Work to do
Add 12 to every coordinate in the recorded points of the items, from the line containing "Where can you see the suit lapel?" through the end of the items, and write out all of those lines again with their requests, leaving the sample points inside the requests unchanged. Omit the pictures from your answer.

-- start of Data for the task --

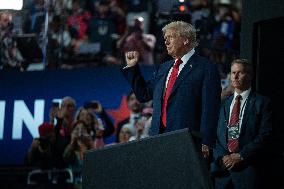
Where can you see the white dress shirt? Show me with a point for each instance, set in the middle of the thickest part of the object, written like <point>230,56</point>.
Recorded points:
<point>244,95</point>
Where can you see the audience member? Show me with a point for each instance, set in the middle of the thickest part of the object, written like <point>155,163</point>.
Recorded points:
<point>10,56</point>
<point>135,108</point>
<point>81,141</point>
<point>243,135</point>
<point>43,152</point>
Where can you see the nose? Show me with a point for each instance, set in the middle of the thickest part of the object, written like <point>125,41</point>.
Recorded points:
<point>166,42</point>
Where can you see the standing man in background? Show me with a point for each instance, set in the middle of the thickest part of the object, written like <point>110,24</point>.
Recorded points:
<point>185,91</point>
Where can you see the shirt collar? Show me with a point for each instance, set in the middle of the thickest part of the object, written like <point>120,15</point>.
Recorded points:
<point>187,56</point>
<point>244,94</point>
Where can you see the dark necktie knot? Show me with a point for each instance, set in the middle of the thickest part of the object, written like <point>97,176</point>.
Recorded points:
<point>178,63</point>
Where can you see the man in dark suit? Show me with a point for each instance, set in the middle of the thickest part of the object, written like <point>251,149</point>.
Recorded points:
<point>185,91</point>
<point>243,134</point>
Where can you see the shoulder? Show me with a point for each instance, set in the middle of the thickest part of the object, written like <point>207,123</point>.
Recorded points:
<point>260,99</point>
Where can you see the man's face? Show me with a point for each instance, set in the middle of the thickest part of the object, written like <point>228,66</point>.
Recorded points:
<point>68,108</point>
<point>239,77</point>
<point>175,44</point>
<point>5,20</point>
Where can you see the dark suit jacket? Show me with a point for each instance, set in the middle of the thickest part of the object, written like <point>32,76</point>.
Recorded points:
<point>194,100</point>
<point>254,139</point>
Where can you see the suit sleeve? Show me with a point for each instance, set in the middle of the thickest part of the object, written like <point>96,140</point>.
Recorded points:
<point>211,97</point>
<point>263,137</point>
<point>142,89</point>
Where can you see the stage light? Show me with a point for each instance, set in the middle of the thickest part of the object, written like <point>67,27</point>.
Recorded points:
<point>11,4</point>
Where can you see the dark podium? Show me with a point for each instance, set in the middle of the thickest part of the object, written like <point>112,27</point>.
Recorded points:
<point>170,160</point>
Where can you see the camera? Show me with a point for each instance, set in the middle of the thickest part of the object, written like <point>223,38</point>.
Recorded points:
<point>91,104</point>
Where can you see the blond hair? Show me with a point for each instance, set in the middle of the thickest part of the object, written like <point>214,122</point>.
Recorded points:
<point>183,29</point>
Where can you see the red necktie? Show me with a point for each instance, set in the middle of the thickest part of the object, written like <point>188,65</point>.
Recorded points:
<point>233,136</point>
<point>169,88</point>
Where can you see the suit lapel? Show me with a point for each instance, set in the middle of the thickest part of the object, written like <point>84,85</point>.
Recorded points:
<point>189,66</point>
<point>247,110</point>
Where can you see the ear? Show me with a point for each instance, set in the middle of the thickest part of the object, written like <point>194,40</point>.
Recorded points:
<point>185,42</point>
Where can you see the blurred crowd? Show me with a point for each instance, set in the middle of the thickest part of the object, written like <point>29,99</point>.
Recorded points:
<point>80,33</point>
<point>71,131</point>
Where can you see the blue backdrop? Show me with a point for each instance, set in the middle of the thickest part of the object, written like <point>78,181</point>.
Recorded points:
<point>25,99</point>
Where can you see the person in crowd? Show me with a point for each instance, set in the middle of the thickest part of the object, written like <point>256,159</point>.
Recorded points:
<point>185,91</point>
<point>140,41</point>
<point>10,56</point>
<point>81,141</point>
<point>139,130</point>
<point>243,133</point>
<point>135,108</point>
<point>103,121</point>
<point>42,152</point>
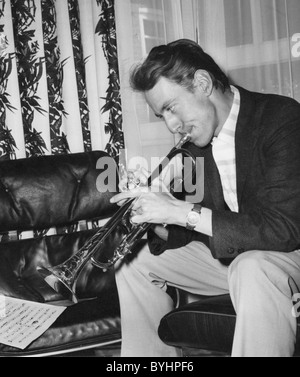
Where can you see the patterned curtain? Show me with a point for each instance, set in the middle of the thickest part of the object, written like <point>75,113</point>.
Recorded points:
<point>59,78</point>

-- end of Data for the task --

Result below
Where can you see the suit lapel? Show me with a point for each instance, set in the middle of the thickest part of the object, written like <point>84,85</point>.
Recorded points:
<point>201,78</point>
<point>259,122</point>
Where can you see the ear? Show me with a point for each instance, set in the middle of the thickest part of the object, written like <point>194,40</point>.
Recorded points:
<point>197,54</point>
Where can you see the blurred crowd? Show me with a point for each instance, set in the middle of the thickest part of the object, written like <point>29,99</point>.
Recorded points:
<point>92,45</point>
<point>83,143</point>
Where can you see the blue backdrop? Show me with a point for each instance, set in the middle of the thickest part of the object, written like <point>78,181</point>.
Recorded points:
<point>37,111</point>
Where can you see the person in crowd? Show me with a point for each instance, set in the middle of the thickest part of the object, written like <point>256,159</point>.
Recorded points:
<point>197,103</point>
<point>152,53</point>
<point>22,68</point>
<point>93,153</point>
<point>151,142</point>
<point>255,145</point>
<point>147,120</point>
<point>115,133</point>
<point>54,164</point>
Where can you see the patterned curtain? Show me with a point for each instance, set in the middle of the thickest part of the object, written like <point>75,113</point>.
Recorded points:
<point>71,90</point>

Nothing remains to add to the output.